====== Sayfa Metni
Cumartesi , 27 Nisan 2024
Son Dakika Haberler

SÖVMEYE HAYIR DUAYA EVET

1772015_130039372453314122672_OriginalSövme “Türkçe’de ağır ve kötü söz söyleme, ırza ve namusa dokunan ayıp ve çirkin ifadeler kullanma, küfretme”[1] anlamına gelir. Sadece muhatabını utandırmakla kalmaz, duyanı da utandıran çirkin bir söz ve davranıştır. Ne yazık ki içinde yaşadığımız toplum bu konuda çok mahirdir. Öyleleri vardır ki içerisinde çirkin söz bulunmayan cümle kurmaktan oldukça acizdirler. Bu sözler onlar için çok normal, sıradan ve basittir. Oysa sövme fiili dilin afetlerinden olup aynı zamanda dilin sahibine ihanetidir. Allah’ın en kıymetli ikramı olan dilin çirkinliklere alet edilmesi onu ikram edene karşı yapılabilecek en büyük saygısızlıktır.
============
====== Sağlanan Malzeme
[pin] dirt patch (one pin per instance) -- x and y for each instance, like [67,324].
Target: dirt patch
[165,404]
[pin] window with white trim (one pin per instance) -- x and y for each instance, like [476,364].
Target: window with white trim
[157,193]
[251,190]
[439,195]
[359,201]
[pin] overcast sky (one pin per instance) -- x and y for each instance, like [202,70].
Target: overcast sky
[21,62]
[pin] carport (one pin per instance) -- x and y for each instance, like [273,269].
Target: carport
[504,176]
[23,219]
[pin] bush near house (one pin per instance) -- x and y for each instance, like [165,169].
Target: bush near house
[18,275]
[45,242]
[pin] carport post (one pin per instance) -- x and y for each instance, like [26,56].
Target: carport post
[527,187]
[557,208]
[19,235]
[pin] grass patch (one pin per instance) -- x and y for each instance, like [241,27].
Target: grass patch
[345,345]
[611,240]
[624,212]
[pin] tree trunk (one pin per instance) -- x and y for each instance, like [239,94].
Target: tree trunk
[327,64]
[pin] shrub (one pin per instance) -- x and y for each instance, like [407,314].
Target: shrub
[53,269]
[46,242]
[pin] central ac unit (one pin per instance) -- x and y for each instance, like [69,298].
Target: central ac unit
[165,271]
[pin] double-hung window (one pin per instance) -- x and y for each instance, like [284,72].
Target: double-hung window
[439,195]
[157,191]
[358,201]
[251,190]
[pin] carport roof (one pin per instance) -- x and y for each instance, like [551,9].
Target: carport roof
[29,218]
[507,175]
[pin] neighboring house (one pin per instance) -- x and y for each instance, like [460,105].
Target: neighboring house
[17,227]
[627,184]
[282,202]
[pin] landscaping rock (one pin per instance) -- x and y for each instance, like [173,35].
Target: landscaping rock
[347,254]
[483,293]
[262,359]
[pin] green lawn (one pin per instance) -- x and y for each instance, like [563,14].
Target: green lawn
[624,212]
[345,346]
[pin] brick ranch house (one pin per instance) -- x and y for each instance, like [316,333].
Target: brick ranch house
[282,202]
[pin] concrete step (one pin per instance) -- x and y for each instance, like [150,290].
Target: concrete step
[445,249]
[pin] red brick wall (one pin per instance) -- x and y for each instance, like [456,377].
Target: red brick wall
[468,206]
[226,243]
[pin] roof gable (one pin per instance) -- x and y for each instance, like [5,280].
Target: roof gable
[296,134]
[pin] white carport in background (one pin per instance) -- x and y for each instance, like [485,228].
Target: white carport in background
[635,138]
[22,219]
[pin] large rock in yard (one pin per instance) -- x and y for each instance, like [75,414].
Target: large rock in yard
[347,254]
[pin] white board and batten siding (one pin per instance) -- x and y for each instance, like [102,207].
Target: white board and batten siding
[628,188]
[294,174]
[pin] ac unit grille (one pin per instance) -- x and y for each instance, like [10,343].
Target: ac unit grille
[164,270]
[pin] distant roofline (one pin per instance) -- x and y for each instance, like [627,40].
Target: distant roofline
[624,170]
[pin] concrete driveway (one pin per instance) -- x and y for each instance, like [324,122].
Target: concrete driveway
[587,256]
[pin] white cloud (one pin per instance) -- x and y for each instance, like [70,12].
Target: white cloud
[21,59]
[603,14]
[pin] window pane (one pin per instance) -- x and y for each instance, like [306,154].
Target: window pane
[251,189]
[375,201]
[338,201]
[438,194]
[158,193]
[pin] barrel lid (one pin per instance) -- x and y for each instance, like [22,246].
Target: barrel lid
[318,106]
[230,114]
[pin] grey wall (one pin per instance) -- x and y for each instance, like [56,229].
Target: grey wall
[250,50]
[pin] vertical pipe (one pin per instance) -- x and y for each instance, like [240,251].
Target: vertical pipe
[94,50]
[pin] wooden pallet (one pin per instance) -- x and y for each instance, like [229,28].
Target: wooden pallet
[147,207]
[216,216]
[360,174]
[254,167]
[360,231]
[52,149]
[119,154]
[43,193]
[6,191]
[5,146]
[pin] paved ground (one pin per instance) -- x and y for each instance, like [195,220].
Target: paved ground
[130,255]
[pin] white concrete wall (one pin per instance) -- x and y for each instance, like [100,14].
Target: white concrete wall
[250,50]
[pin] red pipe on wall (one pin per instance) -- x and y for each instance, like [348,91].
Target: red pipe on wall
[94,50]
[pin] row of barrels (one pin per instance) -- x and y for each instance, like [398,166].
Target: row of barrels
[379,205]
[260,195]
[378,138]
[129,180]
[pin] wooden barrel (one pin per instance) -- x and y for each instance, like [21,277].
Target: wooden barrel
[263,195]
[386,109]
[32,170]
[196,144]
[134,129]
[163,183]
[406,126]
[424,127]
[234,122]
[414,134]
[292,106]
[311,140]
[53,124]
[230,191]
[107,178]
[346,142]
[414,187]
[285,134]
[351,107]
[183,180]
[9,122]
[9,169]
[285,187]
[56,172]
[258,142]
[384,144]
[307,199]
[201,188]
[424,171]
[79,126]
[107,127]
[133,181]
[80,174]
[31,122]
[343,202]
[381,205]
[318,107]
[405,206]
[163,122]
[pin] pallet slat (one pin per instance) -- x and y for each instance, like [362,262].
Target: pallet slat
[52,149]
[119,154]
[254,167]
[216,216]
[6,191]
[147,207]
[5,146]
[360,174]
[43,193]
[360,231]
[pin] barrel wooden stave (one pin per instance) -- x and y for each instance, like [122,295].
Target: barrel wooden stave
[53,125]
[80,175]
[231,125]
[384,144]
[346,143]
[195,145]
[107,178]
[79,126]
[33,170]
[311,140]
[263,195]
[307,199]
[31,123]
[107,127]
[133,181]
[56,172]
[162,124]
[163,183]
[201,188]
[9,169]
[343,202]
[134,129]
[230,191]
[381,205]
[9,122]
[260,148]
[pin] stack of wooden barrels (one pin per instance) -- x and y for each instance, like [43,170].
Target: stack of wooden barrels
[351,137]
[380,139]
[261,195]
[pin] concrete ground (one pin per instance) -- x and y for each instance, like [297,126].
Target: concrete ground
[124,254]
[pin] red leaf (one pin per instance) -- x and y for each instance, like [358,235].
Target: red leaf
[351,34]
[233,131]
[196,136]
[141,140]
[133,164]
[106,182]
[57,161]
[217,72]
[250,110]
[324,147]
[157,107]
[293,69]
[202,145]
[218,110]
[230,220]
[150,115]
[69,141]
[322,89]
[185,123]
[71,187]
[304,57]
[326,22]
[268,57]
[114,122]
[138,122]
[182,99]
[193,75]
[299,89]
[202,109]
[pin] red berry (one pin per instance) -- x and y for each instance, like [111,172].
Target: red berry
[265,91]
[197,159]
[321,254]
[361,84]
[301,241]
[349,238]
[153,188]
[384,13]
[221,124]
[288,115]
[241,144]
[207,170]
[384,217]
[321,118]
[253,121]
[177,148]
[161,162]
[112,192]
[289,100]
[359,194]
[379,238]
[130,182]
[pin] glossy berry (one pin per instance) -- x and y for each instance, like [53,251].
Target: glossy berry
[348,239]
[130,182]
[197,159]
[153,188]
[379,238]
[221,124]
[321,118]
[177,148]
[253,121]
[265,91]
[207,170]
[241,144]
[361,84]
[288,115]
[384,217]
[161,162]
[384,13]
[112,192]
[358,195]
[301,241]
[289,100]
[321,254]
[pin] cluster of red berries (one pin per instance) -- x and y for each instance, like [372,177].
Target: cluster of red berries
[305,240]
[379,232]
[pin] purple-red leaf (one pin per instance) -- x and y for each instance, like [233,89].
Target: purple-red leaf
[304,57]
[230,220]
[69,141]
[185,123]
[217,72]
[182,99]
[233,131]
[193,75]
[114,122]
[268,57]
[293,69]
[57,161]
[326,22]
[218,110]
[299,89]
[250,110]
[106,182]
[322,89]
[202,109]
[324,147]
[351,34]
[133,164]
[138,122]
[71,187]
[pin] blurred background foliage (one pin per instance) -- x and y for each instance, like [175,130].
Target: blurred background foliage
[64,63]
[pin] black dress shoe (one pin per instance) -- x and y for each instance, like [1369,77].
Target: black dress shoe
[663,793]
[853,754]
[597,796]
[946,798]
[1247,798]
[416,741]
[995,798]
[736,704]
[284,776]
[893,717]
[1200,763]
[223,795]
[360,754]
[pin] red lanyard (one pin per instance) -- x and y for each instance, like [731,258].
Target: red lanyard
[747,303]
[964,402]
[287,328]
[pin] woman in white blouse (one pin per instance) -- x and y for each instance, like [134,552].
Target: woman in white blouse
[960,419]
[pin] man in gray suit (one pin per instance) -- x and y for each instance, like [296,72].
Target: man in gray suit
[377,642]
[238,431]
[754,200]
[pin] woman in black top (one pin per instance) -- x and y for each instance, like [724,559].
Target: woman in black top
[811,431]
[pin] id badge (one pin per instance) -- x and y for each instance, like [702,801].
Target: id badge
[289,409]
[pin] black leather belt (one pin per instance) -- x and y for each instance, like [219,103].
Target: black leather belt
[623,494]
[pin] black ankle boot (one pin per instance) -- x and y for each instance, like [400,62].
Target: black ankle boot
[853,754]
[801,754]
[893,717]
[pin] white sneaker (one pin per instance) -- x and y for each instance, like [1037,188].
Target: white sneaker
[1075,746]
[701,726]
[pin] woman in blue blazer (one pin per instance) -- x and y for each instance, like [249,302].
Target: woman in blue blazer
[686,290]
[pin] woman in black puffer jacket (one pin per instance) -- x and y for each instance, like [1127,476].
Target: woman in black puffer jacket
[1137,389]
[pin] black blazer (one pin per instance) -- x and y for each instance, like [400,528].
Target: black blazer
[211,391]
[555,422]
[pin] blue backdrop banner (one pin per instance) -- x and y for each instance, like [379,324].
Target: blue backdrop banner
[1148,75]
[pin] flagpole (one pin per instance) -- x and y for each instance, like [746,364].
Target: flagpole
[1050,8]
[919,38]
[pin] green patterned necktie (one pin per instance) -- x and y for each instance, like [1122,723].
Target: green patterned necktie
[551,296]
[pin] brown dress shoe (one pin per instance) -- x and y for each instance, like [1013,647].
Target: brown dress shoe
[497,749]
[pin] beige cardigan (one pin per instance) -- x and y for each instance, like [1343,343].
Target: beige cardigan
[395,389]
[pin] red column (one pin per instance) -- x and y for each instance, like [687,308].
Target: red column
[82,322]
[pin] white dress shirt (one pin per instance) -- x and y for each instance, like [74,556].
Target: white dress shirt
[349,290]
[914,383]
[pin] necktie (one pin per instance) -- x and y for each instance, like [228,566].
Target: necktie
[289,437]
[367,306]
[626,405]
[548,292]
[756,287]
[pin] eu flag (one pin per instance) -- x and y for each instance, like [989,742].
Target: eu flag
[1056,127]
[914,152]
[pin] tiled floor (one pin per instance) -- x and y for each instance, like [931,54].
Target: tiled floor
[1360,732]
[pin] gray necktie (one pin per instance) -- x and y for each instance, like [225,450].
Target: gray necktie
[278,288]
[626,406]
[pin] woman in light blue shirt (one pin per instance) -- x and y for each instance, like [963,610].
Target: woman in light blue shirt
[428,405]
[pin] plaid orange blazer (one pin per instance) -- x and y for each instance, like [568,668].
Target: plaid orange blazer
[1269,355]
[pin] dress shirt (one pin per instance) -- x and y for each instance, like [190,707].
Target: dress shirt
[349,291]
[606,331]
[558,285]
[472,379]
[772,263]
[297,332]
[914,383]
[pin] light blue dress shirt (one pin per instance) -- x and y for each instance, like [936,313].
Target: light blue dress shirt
============
Sövme hakkındaki yazının "Cumartesi , 27" sözcüklerinden başlayıp "en büyük saygısızlıktır." sözcükleri de dâhil olmak üzere o noktaya kadar uzanan bölümünü hiçbir değişiklik yapmadan yazdırınız. Öğeler, sövme hakkındaki yazıdan bağımsız, ayrı bir malzemedir.

Cumartesi , 27 Nisan 2024
Son Dakika Haberler

SÖVMEYE HAYIR DUAYA EVET

1772015_130039372453314122672_OriginalSövme “Türkçe’de ağır ve kötü söz söyleme, ırza ve namusa dokunan ayıp ve çirkin ifadeler kullanma, küfretme”[1] anlamına gelir. Sadece muhatabını utandırmakla kalmaz, duyanı da utandıran çirkin bir söz ve davranıştır. Ne yazık ki içinde yaşadığımız toplum bu konuda çok mahirdir. Öyleleri vardır ki içerisinde çirkin söz bulunmayan cümle kurmaktan oldukça acizdirler. Bu sözler onlar için çok normal, sıradan ve basittir. Oysa sövme fiili dilin afetlerinden olup aynı zamanda dilin sahibine ihanetidir. Allah’ın en kıymetli ikramı olan dilin çirkinliklere alet edilmesi onu ikram edene karşı yapılabilecek en büyük saygısızlıktır.